Задание A
Согласуются ли с отрывком о Хайдеггере следующие утверждения? (i) Шумиха вокруг Хайдеггера лишена собственно философского смысла. (ii) Обвинители и защитники Хайдеггера попадают в разные ловушки мысли. (iii) Философия сегодня исчезла. На каждое ответьте «да» или «нет» и приведите решающие слова отрывка точной цитатой.
Задание B
Пожалуйста, ответьте по отрывку о Хайдеггере: между какими годами, как там сказано, мы хотим доказать, что умерли?
Задание C
Напишите продолжение отрывка о Хайдеггере, начиная сразу после его последнего предложения.

Отрывок
"НЕКРОСПЕКТИВА"

Напрасная шумиха вокруг Хайдеггера не имеет собственно философского смысла, она лишь является симптомом слабости современной мысли, которая, за отсутствием притока свежей энергии, фанатично возвращается к своим истокам, к чистоте своих отношений и в конце века заново с болью переживает свой примитивный облик начала века. Говоря более обобщенно, ситуация с Хайдеггером симптоматична для коллективного возрождения, завладевшего обществом в час подведения векового итога: это возрождение фашизма, нацизма, истребления. Здесь и соблазн произвести новое расследование ранних периодов истории, обелить умерших и окончательно выверить все счета, и в то же время извращенное стремление вернуться к источникам насилия, всеобщая галлюцинация исторической правдивости Зла. Наше современное воображение слишком слабо, наше безразличие к собственному положению и собственному мышлению слишком велико, чтобы мы испытывали нужду в столь регрессивном чудотворстве.

Хайдеггера обвиняют в том, что он был нацистом. Впрочем, какая разница, обвиняют его или пытаются оправдать: все люди, как с той, так и с другой стороны, попадают в одну и ту же ловушку низменной и вялой мысли, в которой нет ни гордости за свои собственные рекомендации, ни энергии, чтобы их преодолеть, и которая растрачивает то, что у нее еще осталось, в тяжбах, претензиях, оправданиях, исторических проверках. Самозащита философии, поглядывающей на двусмысленность своих мэтров (даже топчущихся на одном месте великих мыслителей), самозащита всего общества, обреченного, за неимением возможности породить другую историю, муссировать историю предшествующую, чтобы доказать свое существование и даже свои преступления. Но что это за доказательство? Именно потому, что сегодня мы более не существуем ни политически, ни исторически (и в этом суть нашей проблемы), мы хотим доказать, что мы умерли между 1940 и 1945 годами, в Освенциме или Хиросиме: ведь это, по крайней мере, достойная история. Совсем как армяне тщатся доказать, что были вырезаны в 1917 году; доказательство неприемлемое и бесполезное, однако в какой-то мере живучее. Поскольку философия сегодня исчезла (в этом и состоит ее проблема: как существовать в исчезнувшем состоянии?), она должна доказать, что была окончательно скомпрометирована, как, например, в случае с Хайдеггером, или же была лишена голоса, как это произошло в Освенциме. Все это представляет собой безнадежную попытку прибегнуть к посмертному оправданию, к посмертному снятию обвинений — и это в тот момент, когда не существует достаточно истины, чтобы осуществить какую-либо проверку, достаточно философии, чтобы строить какие-либо отношения между теорией и практикой, когда нет исторических знаний, позволяющих провести расследование какого-либо исторического доказательства событий прошлого.

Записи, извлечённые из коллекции
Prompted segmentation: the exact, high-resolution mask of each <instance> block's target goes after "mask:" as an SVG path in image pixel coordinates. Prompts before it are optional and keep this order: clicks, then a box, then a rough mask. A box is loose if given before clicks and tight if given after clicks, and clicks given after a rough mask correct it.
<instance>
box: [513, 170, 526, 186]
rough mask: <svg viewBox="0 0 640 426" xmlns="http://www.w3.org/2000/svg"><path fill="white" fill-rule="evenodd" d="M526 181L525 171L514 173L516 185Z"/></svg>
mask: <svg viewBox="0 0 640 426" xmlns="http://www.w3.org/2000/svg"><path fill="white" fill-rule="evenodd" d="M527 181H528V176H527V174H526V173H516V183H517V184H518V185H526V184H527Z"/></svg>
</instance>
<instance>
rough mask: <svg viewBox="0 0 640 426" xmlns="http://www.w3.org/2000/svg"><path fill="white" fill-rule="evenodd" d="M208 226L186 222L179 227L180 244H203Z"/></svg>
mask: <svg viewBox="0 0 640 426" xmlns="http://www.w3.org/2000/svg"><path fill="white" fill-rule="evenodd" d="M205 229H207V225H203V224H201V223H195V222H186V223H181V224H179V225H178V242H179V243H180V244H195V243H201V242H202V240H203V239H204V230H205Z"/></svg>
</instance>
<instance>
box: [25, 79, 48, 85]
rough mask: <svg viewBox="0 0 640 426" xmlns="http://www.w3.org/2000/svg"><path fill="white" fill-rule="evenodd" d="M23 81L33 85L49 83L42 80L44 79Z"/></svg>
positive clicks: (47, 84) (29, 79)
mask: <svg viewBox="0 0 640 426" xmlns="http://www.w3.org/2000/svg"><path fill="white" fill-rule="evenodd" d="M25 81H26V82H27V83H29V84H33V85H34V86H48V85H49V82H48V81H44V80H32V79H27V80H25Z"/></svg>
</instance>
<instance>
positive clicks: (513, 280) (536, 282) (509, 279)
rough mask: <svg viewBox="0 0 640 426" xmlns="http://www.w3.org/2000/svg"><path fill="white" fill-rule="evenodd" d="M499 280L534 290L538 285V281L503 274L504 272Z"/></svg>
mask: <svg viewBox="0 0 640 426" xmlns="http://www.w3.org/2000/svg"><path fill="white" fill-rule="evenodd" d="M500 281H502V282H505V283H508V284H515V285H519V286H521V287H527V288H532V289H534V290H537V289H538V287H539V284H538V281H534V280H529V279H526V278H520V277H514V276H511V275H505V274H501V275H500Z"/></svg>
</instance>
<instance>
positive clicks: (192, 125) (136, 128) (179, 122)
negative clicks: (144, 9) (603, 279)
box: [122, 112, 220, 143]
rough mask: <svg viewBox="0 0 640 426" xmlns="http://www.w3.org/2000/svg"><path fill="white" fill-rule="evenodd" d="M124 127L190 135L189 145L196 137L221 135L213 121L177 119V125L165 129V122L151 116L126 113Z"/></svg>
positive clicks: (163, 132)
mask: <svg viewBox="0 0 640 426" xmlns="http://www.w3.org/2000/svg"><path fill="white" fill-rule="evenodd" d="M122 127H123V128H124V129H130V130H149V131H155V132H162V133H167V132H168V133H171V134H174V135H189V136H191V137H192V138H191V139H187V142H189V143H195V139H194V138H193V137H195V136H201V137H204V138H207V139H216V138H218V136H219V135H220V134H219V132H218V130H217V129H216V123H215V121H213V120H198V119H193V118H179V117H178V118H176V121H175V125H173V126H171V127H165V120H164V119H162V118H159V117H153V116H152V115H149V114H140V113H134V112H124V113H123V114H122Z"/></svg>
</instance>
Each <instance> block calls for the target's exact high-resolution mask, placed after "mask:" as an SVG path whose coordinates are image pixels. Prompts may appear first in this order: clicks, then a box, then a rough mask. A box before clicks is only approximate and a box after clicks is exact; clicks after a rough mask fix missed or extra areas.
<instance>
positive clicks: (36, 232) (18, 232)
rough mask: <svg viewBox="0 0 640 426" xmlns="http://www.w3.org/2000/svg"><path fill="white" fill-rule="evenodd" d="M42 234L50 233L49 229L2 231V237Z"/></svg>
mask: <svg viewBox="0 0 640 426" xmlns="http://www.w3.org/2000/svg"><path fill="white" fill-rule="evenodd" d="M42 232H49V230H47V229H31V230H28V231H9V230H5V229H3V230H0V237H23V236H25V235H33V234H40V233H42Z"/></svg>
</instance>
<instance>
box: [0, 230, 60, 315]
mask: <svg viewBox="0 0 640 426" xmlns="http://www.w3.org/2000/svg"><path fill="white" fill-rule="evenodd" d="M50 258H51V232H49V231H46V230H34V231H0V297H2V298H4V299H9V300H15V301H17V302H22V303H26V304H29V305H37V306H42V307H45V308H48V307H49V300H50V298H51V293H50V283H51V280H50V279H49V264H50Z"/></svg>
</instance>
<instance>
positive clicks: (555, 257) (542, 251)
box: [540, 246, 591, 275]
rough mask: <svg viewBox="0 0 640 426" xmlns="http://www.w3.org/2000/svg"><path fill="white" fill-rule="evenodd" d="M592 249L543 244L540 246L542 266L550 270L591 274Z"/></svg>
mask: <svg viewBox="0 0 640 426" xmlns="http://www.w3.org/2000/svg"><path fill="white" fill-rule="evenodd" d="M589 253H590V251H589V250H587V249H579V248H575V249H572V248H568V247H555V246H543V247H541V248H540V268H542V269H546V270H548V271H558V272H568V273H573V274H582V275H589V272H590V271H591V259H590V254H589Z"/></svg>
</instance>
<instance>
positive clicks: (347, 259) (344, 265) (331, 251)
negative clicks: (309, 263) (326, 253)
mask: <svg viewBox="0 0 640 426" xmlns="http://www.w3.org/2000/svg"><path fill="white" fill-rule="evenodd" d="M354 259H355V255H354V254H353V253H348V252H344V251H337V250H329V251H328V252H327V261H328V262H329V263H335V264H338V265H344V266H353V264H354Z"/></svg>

Ответ A
(i) Да: «Напрасная шумиха вокруг Хайдеггера не имеет собственно философского смысла».
(ii) Нет: «все люди, как с той, так и с другой стороны, попадают в одну и ту же ловушку низменной и вялой мысли».
(iii) Да: «Поскольку философия сегодня исчезла».

Ответ B
Между 1940 и 1945 годами.

Ответ C
Сейчас слишком легко забывают, что вся наша реальность, в том числе и трагические события прошлого, была пропущена через средства массовой информации. Это означает, что сейчас уже слишком поздно все проверять и исторически осмысливать, так как для нашей эпохи, для конца нашего века весьма характерно исчезновение всех средств для выяснения исторической правды. Историю надо было осмысливать, когда она существовала. Хайдеггера надо было разоблачать (или защищать), когда для этого было соответствующее время. Судебное разбирательство можно проводить лишь тогда, когда процесс имеет последовательный характер. Теперь уже слишком поздно, мы были превращены в нечто иное, и доказательством тому служит увиденный нами по телевидению Холокост — Шоа.[2] Эти вещи не были поняты в те времена, когда мы имели для этого возможность. Отныне они уже не будут поняты никогда. Не будут поняты потому, что такие основные понятия, как ответственность, объективная причина, смысл (или бессмыслица) истории исчезли или находятся в процессе исчезновения. Эффекты нравственного и коллективного сознания стали слишком опосредованны, и в терапевтическом неистовстве, с которым пытаются оживить это сознание, можно ощутить слабое дыхание, все еще присущее ему.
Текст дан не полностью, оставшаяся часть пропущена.